··· Brano scelto

A ciò si aggiunga che l’art. 166 dlgs n. 163/2006, oggi non più in vigore poiché abrogato dall’art. 217, comma 1, lett. e) dlgs n. 50/2016, comunque “… continua … ad applicarsi, in virtù della norma transitoria di cui all’art. 216 D.lgs. n. 50/2016 per “gli interventi ricompresi tra le infrastrutture strategiche di cui alla disciplina prevista dall’articolo 163 e seguenti del decreto legislativo 12 aprile 2006, n. 163, già inseriti negli strumenti di programmazione approvati e per i quali la procedura di valutazione di impatto ambientale sia già stata avviata alla data di entrata in vigore del presente codice” …” (cfr. T.A.R. Lazio, Roma, Sez. III, 24.12.2021, n. 13500).
La disposizione transitoria cui fa riferimento la menzionata sentenza è il comma 1-bis del art. 216 dlgs n. 50/2016 (“Per gli interventi ricompresi tra le infrastrutture strategiche di cui alla disciplina prevista dall’articolo 163 e seguenti del decreto legislativo 12 aprile 2006, n. 163, già inseriti negli strumenti di programmazione approvati e per i quali la procedura di valutazione di impatto ambientale sia già stata avviata alla data di entrata in vigore del presente codice, i relativi progetti sono approvati secondo la disciplina previgente. Fatto salvo quanto previsto al comma 4-bis, per le procedure di gara si applica quanto previsto al comma 1.”) introdotto dall’art. 128, comma 1, lett. a) dlgs n. 56/2017.
Come verrà ulteriormente evidenziato nei successivi paragrafi e in particolare nel paragrafo 16.3.4 della motivazione, detta disposizione trova applicazione nel caso di specie.

······
··· Dati di origine

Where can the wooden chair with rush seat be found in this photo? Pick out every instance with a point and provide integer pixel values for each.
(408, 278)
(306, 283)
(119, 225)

······

Dettagli del compito: Riporta parola per parola l'intero brano sulla norma transitoria del codice dei contratti pubblici. Per svolgere il lavoro basta il solo brano.

Risposta:
A ciò si aggiunga che l’art. 166 dlgs n. 163/2006, oggi non più in vigore poiché abrogato dall’art. 217, comma 1, lett. e) dlgs n. 50/2016, comunque “… continua … ad applicarsi, in virtù della norma transitoria di cui all’art. 216 D.lgs. n. 50/2016 per “gli interventi ricompresi tra le infrastrutture strategiche di cui alla disciplina prevista dall’articolo 163 e seguenti del decreto legislativo 12 aprile 2006, n. 163, già inseriti negli strumenti di programmazione approvati e per i quali la procedura di valutazione di impatto ambientale sia già stata avviata alla data di entrata in vigore del presente codice” …” (cfr. T.A.R. Lazio, Roma, Sez. III, 24.12.2021, n. 13500).
La disposizione transitoria cui fa riferimento la menzionata sentenza è il comma 1-bis del art. 216 dlgs n. 50/2016 (“Per gli interventi ricompresi tra le infrastrutture strategiche di cui alla disciplina prevista dall’articolo 163 e seguenti del decreto legislativo 12 aprile 2006, n. 163, già inseriti negli strumenti di programmazione approvati e per i quali la procedura di valutazione di impatto ambientale sia già stata avviata alla data di entrata in vigore del presente codice, i relativi progetti sono approvati secondo la disciplina previgente. Fatto salvo quanto previsto al comma 4-bis, per le procedure di gara si applica quanto previsto al comma 1.”) introdotto dall’art. 128, comma 1, lett. a) dlgs n. 56/2017.
Come verrà ulteriormente evidenziato nei successivi paragrafi e in particolare nel paragrafo 16.3.4 della motivazione, detta disposizione trova applicazione nel caso di specie.